_QUESTIONS TO ANSWER_
A – In the passage on multi-step yeast starters, how much should the volume increase at each step?
B – Continue the passage on building two-stage yeast starters from where it ends.

[SELECTED PASSAGE — start]

There are many situations in which a homebrewer might need to propagate yeast using more than one step-up – for example, building up from a bottle of commercial beer, or reviving a smack pack that’s several months old. And while I love Mr. Malty’s Pitching Rate Calculator™, doing two-stage starters with it can be frustrating.
One simple alternative is to use Wyeast’s Pitch Rate and Growth Calculator. It does have some limitations: it works only in gallons, doesn’t feature a viability calculator (although viability can be input manually as partial smack packs), gives results in fairly useless intermediate units (millions/mL) as opposed to cell count or pitching rate (millions/mL-°P), and does not allow for decanting the starter. So in my opinion the best option is to trick the MrMalty calculator into doing it. Here’s how:
- Set your production date or viability, then play with the gravity and/or volume fields until the output matches the volume of your first stage.
- Note the number of cells that result.
- Turn off the automatic viability calculation and enter that number for the viability.
- Enter your actual gravity and volume, and the calculator will tell you the volume of the second stage.
- Verify that the volumes are realistic and adjust the first-stage volume if needed. Ideally, you want to at least double the volume at each step.

[SELECTED PASSAGE — finish]
[PROVIDED DATA — start]

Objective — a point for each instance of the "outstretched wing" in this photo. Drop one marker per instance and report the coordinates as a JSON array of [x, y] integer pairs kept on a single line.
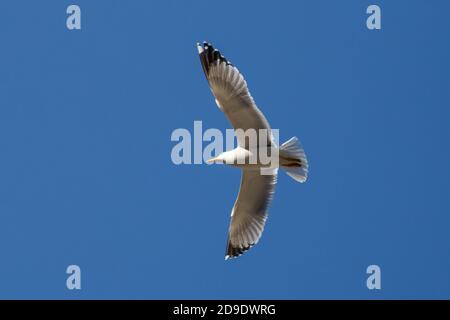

[PROVIDED DATA — finish]
[PROVIDED DATA — start]

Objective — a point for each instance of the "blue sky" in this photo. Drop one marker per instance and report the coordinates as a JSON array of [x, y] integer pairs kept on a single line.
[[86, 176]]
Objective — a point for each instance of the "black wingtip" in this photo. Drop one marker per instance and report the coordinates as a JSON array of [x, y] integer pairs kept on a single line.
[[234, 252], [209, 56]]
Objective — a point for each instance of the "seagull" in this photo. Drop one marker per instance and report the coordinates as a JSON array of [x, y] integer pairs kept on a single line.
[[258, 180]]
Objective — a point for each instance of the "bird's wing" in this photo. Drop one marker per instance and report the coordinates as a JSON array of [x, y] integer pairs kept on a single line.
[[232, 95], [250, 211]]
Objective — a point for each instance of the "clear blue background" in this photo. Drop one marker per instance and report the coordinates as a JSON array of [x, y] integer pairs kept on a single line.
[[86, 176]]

[PROVIDED DATA — finish]

_ANSWERS TO THIS EXERCISE_
A – At least double the volume at each step.

B –
For example, let’s say I want to build a three-month-old pack of Wyeast 2206 into enough yeast for a 21 L (5.5 gallon) batch of 20°P (1.084) doppelbock. The required cell count is:
(21 L)(20°P)(1.5 billion/L-°P) = 630 billion. And the pack’s viability is:
0.75^3 = 0.422, or about 42 billion cells.
So I need to increase the cell count by about a factor of 15. This is clearly not possible with a single starter. So I’ll start with a 3 L first stage. Using “intermittent shaking” with a viability of 42%, volume of 5.5 gallons, and gravity of 1.024, the calculator predicts 189 billion cells total. I then set the viability to 189% and the gravity to 1.084, and the calculator tells me that the second stage will need to have a volume of about 6.7 L. Clearly this is one of those situations in which I should be brewing a 2-gallon batch of light lager as a “starter”.